- _WORK TASK_
Your task is to gather the lines below that hold the string "pixel".

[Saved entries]
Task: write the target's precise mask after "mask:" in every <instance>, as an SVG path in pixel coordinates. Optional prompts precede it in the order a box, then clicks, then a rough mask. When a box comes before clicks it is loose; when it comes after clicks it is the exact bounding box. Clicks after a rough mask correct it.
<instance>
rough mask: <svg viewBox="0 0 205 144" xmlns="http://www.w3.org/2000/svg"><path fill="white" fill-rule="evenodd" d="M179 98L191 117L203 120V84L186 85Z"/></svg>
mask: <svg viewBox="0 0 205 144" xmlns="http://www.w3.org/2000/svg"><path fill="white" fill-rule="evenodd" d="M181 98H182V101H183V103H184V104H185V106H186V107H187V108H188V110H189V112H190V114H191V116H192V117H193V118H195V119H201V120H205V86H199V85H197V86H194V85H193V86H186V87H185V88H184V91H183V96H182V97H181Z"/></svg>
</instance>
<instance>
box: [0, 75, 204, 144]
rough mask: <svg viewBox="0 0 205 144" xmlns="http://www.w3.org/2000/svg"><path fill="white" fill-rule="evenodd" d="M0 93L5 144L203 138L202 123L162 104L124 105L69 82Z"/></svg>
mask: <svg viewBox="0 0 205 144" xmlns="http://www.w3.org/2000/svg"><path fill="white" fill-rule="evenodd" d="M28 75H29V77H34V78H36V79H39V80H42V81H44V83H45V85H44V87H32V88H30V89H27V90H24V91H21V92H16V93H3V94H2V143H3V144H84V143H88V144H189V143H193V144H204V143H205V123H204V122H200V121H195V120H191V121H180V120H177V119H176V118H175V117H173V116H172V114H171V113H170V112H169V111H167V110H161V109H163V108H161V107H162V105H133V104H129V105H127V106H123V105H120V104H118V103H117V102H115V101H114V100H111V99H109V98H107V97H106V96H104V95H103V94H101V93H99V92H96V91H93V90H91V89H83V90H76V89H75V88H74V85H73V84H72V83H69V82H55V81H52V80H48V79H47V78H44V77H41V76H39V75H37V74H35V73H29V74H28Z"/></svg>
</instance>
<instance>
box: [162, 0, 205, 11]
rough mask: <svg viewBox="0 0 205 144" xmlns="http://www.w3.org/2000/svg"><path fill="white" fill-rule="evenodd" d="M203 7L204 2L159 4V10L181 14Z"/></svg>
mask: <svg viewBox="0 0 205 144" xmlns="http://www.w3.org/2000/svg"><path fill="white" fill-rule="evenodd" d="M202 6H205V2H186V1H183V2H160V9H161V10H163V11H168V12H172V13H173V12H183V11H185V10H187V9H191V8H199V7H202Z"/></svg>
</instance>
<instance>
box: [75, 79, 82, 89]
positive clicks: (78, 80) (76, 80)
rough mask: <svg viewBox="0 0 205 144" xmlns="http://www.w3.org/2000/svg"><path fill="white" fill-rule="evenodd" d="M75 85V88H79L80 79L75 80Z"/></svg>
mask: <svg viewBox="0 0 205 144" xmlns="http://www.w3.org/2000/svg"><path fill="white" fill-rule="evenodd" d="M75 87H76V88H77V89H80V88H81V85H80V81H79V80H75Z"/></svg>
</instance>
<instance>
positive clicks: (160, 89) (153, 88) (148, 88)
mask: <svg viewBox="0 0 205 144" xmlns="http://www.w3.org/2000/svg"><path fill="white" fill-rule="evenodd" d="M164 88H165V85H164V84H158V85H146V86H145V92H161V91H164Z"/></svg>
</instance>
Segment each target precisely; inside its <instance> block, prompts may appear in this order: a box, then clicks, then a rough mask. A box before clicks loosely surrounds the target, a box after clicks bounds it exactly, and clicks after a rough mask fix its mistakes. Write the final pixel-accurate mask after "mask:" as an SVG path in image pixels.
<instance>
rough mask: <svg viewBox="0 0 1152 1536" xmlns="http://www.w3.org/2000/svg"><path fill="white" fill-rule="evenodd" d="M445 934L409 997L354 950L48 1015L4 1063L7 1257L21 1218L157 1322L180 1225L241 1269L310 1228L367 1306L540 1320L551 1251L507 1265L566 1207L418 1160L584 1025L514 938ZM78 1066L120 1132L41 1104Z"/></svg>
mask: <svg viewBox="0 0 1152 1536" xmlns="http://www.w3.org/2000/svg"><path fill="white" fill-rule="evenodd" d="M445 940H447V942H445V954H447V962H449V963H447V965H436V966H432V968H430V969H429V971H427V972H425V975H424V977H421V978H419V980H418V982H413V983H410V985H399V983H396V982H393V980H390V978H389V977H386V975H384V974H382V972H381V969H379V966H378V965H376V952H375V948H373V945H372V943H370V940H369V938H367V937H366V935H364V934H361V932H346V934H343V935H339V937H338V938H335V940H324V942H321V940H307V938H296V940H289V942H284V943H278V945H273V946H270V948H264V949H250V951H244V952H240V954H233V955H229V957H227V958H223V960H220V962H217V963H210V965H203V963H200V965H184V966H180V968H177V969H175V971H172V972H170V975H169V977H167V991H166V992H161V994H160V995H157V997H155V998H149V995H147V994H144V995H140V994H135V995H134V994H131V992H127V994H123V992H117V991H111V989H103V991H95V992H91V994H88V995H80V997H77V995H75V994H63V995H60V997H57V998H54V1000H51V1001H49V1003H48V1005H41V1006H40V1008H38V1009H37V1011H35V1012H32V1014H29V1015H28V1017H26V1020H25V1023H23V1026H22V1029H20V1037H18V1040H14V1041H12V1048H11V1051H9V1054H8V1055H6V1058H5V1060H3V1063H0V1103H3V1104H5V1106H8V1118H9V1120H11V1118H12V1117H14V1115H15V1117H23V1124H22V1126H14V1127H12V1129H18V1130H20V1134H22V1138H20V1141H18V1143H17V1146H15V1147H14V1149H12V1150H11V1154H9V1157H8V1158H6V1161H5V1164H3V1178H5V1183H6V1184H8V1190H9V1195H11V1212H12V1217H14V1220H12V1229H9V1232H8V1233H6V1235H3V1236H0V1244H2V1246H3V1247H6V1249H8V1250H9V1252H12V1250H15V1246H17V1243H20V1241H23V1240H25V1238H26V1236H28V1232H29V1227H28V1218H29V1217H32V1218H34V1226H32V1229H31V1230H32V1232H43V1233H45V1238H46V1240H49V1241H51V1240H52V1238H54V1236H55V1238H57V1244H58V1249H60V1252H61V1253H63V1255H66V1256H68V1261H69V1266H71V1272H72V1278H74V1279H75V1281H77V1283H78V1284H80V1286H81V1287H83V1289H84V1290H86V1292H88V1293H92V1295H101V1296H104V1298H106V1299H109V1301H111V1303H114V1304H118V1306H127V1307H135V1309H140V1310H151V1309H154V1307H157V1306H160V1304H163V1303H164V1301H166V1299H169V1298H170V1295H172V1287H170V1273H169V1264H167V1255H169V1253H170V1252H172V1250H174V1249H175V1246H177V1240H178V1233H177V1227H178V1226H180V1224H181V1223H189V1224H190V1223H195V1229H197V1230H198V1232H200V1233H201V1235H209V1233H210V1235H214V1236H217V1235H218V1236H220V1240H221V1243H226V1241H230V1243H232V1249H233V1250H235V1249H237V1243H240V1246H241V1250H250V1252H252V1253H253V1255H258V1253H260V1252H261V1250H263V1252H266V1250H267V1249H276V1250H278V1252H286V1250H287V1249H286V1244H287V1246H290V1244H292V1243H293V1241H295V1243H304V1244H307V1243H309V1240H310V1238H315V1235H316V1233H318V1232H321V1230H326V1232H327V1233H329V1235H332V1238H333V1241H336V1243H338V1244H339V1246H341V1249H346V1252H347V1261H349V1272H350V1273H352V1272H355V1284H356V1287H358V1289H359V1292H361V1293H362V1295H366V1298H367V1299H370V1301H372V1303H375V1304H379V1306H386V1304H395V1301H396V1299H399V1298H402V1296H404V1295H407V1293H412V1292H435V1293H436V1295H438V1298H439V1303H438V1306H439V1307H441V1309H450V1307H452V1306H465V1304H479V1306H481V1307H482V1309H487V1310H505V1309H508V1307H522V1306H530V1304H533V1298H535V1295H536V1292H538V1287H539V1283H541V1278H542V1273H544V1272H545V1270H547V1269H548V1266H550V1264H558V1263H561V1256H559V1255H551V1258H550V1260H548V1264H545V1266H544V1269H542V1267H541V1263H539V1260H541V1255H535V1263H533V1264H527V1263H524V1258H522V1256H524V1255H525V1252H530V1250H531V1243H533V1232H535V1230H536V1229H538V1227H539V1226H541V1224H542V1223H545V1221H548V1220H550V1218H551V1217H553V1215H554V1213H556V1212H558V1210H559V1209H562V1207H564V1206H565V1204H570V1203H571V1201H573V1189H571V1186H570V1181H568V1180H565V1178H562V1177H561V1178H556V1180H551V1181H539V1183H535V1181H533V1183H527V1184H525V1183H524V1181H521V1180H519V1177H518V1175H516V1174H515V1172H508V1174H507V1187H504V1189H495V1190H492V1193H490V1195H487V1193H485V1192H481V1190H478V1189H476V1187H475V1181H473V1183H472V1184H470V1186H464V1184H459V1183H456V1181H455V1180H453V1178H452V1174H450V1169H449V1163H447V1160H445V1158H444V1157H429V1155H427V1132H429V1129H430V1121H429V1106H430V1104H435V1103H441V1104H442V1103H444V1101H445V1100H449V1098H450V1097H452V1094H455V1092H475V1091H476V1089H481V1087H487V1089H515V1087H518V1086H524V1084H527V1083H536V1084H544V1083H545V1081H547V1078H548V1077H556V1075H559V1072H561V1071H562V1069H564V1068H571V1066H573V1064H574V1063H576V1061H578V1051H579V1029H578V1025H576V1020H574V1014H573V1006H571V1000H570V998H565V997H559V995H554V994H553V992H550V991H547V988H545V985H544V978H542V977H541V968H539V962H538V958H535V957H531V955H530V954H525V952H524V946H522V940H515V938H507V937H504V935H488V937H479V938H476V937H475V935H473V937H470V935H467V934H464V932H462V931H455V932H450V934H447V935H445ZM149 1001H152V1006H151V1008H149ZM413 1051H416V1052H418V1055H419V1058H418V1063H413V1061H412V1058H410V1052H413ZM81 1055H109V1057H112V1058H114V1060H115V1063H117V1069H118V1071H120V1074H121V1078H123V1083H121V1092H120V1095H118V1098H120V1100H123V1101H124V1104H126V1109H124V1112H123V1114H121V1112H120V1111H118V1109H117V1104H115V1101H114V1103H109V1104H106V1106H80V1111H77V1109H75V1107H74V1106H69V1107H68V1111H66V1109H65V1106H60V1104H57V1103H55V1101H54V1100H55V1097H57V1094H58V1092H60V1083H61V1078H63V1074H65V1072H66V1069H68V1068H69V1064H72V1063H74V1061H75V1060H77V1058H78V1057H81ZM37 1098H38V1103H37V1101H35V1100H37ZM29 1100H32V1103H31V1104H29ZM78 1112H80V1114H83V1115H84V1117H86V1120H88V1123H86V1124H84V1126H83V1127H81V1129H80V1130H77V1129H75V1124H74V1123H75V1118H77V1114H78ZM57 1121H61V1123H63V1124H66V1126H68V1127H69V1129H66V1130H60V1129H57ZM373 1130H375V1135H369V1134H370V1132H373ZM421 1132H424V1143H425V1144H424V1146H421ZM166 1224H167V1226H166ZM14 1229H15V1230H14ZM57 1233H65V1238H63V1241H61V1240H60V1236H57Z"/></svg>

- _EXERCISE SOLUTION_
Task: write the target's precise mask after "mask:" in every <instance>, as an SVG path in pixel coordinates. Optional prompts precede it in the order a box, then clicks, then a rough mask. When a box comes before clicks it is loose; when it comes after clicks it is the exact bounding box. Clicks after a rough mask correct it.
Segment each target precisely; inside its <instance> block, prompts may appear in this order: a box, then clicks, then a rough mask. A box before clicks loosely surrounds the target, a box after clicks bounds it exactly, and clicks after a rough mask fix its mistakes. Write the final pixel-accurate mask after "mask:" as an SVG path in image pixels.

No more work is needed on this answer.